| List of tasks |
1. In the passage on sealing sauerkraut like beer, explain why the plastic sheet fastened with rubber bands lets excess CO2 escape but keeps oxygen out.
2. In the passage on sealing sauerkraut like beer, what did the author use to seal the top of the sauerkraut fermenter?
3. Pick up the passage on sealing sauerkraut like beer after its last sentence and continue it.

| Selected passage |
+++

Beer-Brewing Savvy for Sauerkraut
Sauerkraut is high in acid and salt, so you can preserve it in jars by processing them in a boiling water bath canner.
This method lacks one basic principle of anaerobic fermentation. That is, the exclusion of oxygen. In beer brewing and wine making, during the first stage of fermentation when a lot of CO2 is produced, I keep oxygen out by of fastening a plastic sheet over the opening of the fermentation vessel with rubber bands. The rubber bands allow the excess CO2 to escape without letting oxygen in because of the positive pressure in the container caused by the fermentation. Having seen pictures of the molds and scum problems on traditional sauerkraut, I thought that maybe excluding oxygen would be in order, so I used a plastic bag to seal the top of my fermenter, and, to my satisfaction, I never had to skim the kraut.

+++

| Dataset rows |

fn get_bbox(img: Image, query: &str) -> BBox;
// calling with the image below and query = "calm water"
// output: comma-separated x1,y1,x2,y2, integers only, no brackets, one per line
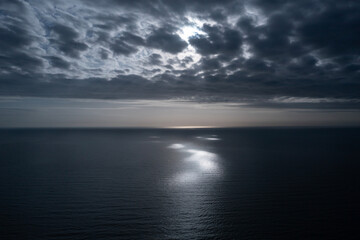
0,128,360,239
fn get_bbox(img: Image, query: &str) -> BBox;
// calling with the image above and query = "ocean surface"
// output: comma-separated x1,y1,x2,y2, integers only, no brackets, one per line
0,128,360,240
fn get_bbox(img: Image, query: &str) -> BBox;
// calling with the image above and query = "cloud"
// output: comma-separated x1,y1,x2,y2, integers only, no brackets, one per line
146,28,187,54
0,0,360,108
50,24,88,58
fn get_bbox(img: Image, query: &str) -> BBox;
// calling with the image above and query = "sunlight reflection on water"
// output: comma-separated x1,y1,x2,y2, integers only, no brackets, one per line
168,140,221,185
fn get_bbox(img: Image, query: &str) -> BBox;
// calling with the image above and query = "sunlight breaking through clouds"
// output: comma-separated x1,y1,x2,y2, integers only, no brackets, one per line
168,143,221,185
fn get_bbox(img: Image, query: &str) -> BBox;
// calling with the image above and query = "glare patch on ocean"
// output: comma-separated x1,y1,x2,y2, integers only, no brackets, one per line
196,135,221,141
168,143,221,185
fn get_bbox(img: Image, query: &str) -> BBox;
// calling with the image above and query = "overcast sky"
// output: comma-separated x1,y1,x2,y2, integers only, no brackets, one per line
0,0,360,127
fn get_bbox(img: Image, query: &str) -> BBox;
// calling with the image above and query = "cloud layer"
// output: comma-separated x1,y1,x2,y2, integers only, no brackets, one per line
0,0,360,108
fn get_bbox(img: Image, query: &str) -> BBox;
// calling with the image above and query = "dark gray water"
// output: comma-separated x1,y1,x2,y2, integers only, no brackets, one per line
0,128,360,239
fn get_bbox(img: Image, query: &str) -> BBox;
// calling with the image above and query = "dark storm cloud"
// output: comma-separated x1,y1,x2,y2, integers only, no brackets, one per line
47,56,70,69
0,0,360,107
146,27,187,54
190,24,242,55
149,53,162,65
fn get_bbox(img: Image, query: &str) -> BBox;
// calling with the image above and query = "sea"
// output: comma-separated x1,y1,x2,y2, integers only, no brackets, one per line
0,127,360,240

+++

| The answers |
1. Fermentation creates positive pressure inside the container. That pressure pushes the excess CO2 out past the rubber bands and keeps oxygen from getting in.

2. A plastic bag.

3.
In about 4 weeks, the fresh sauerkraut was crisp and tangy with no off flavors and probably full of probiotics as well. Ferment your kraut between 65 and 75 degrees F. Higher temps can cause undesirable flavors due to nasty organisms taking hold, and cooler temps will inhibit or stop the fermentation.
Canned, the kraut was softer but still delicious. I use it with sausages and other rich meats. Fried with eggs and sausage is a nice weekend breakfast. My partner Alyson won’t eat it at all, sigh.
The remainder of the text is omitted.